▸ What is expected: Take the line that contains "Task: set a dot on every instance of the white" and every line after it in the material below, and quote them exactly.

▸ Material for this task:
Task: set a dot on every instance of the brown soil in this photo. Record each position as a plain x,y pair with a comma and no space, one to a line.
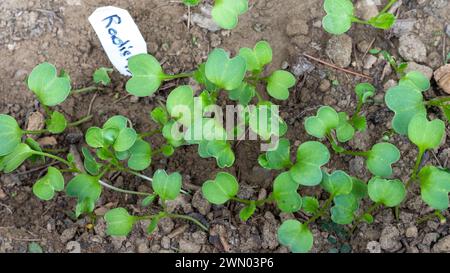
58,32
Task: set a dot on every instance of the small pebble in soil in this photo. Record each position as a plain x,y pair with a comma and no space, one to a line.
339,50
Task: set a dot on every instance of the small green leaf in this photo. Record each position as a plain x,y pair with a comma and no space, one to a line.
225,12
140,155
86,189
148,200
13,160
224,72
311,156
159,115
296,236
364,91
101,76
57,123
243,94
338,183
10,134
326,120
383,21
426,134
344,130
380,159
343,211
147,75
90,164
415,80
279,158
285,193
435,186
168,187
247,211
278,84
119,222
258,57
310,205
220,190
387,192
180,104
406,102
50,89
45,187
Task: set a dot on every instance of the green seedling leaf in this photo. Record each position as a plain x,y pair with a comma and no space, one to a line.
140,155
285,193
220,190
101,76
364,91
119,222
191,2
296,236
359,189
147,75
311,156
45,187
310,205
380,159
90,164
258,57
50,89
278,84
383,20
222,152
87,190
426,134
435,186
343,211
224,72
338,183
247,211
339,16
17,156
243,94
180,104
415,80
387,192
10,134
406,102
159,115
167,187
326,120
57,123
225,12
277,159
260,121
344,130
148,200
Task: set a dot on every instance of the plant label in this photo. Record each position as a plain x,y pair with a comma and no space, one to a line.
119,36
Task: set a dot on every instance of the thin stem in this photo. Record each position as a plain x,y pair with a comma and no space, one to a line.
178,76
321,212
106,185
86,89
150,133
185,217
80,121
388,6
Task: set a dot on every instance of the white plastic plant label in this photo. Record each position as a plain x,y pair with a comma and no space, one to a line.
119,36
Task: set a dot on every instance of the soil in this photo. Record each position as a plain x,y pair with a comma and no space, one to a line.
57,31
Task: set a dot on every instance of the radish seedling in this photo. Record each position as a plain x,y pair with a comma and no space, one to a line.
340,16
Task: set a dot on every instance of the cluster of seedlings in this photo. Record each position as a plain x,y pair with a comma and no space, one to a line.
118,147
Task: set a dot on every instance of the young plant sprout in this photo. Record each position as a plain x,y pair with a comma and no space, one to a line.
340,16
225,12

▸ Task result:
Task: set a dot on every instance of the white plastic plant label in this photo. Record each position as a plain x,y pair with a comma and no space, one to a line.
119,36
Task: set a dot on every instance of the soil in this photo. Record each position as a plain x,y pair with a comma and no space, one to a line.
57,31
Task: set a dot on every instance of the radish seedling in this photo. Record each position as a plain x,y pair with a comma and no space, one to a line.
340,16
Task: set a dot on every instance of the cluster of seedlings in this photo. Record each position as a plain x,y pair with a comma and no space, one to a line.
118,147
Task: set a dot on every instance of the young plant sprout in this photo. Record each position as a plain x,y pair with a comma and no space, one to a line.
340,16
225,12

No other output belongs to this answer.